● THE TASK:
From the line containing "Where can the crenellated" through the last line, print the records exactly and nothing else.

● RECORDED DATA:
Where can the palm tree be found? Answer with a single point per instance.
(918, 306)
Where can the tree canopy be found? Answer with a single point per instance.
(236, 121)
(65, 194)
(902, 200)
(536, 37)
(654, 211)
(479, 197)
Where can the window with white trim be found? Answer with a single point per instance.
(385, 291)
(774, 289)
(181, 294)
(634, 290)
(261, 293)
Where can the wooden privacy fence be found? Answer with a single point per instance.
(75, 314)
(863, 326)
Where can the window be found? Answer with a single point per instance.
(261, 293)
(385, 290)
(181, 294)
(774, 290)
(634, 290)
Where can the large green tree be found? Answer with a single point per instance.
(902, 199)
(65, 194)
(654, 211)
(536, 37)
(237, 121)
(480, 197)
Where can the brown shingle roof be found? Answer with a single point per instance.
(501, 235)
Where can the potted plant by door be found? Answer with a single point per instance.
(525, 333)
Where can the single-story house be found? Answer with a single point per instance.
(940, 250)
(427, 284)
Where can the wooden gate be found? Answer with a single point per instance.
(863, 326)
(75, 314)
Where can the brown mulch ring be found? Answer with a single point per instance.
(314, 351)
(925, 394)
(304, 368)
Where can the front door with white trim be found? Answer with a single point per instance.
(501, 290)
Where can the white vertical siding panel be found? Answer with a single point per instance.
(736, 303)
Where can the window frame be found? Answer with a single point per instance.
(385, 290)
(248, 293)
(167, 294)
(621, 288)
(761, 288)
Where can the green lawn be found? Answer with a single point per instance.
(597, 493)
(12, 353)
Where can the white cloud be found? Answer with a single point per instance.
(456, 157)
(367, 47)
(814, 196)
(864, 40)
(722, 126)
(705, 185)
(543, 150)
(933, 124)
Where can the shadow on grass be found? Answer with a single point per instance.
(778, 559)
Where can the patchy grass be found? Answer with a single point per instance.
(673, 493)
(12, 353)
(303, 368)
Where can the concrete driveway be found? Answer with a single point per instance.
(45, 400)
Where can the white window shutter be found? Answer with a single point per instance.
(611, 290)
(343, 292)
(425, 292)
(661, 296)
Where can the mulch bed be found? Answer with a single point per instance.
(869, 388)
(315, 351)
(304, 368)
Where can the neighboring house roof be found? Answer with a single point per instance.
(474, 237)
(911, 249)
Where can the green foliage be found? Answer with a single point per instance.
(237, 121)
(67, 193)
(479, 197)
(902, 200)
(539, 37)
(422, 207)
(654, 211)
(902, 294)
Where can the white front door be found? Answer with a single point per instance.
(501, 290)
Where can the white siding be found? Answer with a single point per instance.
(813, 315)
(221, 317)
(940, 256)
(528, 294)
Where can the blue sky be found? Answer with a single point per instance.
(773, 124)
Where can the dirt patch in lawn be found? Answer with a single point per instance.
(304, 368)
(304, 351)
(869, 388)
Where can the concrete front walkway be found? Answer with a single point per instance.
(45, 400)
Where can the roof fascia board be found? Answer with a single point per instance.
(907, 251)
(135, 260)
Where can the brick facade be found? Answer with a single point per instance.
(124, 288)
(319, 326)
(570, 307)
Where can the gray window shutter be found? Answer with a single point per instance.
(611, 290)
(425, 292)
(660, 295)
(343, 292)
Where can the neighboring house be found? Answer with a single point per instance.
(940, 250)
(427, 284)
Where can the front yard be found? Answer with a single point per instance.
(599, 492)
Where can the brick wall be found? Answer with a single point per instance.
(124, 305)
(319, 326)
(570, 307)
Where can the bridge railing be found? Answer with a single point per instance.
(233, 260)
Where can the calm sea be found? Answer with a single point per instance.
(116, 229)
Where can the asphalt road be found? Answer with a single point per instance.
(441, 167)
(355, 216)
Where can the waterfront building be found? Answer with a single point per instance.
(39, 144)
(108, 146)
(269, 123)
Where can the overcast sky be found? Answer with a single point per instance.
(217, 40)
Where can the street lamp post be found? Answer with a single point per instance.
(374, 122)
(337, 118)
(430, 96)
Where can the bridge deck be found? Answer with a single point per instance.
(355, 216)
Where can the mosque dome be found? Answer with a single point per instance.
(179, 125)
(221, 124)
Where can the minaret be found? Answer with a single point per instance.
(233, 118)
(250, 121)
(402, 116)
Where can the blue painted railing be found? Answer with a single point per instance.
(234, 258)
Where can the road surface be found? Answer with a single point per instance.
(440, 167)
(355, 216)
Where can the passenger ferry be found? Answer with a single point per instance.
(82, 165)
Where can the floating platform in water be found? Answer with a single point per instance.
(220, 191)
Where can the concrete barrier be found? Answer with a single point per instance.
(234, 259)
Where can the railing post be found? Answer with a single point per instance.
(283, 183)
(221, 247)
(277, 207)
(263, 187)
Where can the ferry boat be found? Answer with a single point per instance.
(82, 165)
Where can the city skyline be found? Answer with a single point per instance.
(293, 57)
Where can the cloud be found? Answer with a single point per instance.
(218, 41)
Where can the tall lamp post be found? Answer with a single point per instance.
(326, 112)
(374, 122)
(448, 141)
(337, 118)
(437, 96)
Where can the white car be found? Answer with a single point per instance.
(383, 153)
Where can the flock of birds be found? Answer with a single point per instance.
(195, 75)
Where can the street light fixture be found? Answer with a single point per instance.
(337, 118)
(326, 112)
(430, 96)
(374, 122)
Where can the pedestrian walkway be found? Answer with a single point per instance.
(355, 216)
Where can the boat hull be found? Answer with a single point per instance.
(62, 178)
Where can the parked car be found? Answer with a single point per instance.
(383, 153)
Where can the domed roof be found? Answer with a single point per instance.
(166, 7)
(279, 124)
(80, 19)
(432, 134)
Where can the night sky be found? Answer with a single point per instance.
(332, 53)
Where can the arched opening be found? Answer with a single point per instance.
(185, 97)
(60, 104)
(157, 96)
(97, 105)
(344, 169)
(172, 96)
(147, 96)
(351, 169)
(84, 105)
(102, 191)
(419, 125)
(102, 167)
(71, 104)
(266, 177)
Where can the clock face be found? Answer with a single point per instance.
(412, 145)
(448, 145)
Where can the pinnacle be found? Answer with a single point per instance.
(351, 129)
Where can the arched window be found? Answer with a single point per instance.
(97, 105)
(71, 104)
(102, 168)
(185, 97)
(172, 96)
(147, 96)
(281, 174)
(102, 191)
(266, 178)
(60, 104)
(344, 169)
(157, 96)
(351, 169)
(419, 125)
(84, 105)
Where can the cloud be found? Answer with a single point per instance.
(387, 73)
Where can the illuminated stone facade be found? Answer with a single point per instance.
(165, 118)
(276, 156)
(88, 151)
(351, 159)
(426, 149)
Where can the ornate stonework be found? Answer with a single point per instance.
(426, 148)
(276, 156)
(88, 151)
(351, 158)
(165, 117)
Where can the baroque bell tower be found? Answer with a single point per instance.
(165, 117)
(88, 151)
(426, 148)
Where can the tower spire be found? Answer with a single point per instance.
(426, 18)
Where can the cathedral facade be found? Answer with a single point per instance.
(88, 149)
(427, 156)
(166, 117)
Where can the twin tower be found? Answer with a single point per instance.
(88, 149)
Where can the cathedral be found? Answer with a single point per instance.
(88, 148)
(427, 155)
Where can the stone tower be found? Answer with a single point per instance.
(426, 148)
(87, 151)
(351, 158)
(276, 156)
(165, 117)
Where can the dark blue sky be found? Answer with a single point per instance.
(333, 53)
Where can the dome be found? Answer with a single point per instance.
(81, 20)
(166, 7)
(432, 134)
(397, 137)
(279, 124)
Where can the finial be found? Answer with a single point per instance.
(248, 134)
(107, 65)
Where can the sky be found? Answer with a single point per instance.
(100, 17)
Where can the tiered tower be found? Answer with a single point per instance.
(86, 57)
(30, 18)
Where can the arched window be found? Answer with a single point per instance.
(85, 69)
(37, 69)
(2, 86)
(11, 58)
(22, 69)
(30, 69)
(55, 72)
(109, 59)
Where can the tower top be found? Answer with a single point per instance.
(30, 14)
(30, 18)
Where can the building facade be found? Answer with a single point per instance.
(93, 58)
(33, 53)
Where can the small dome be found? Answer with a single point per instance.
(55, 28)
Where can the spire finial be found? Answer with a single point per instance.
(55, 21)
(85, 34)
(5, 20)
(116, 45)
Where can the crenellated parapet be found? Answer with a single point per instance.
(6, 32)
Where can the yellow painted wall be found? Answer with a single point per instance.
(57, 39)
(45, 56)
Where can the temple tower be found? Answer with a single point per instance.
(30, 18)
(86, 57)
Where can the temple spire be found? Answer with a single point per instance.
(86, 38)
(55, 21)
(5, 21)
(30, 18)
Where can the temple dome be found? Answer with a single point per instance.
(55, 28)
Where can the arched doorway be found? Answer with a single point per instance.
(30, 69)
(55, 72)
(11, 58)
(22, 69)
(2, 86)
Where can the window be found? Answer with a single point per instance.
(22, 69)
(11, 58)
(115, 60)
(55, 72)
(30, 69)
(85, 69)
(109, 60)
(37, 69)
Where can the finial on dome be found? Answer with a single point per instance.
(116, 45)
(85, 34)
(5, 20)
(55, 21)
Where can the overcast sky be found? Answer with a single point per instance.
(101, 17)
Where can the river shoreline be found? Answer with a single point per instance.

● OUTPUT:
Where can the crenellated parapet be found? Answer with a single point per instance.
(6, 32)
Where can the yellow painted wall be found? Answer with a single point per instance.
(57, 39)
(45, 56)
Where can the temple tower be found? Answer with a single point per instance.
(30, 18)
(86, 57)
Where can the temple spire be found? Answer with a single point per instance.
(86, 38)
(55, 21)
(5, 21)
(30, 18)
Where can the temple dome be found? Answer with a single point per instance.
(55, 28)
Where can the arched doorway be found? Answer with a single point per instance.
(30, 69)
(55, 72)
(11, 58)
(22, 69)
(2, 86)
Where can the window be found? Answer with a single point per instance.
(22, 69)
(11, 58)
(115, 60)
(55, 72)
(30, 69)
(85, 69)
(109, 60)
(37, 69)
Where can the finial on dome be found? Answer with a single point per instance.
(116, 45)
(85, 34)
(5, 20)
(55, 21)
Where can the overcast sky be found? Answer with a single point per instance.
(101, 17)
Where can the river shoreline be found? Answer with a single point per instance.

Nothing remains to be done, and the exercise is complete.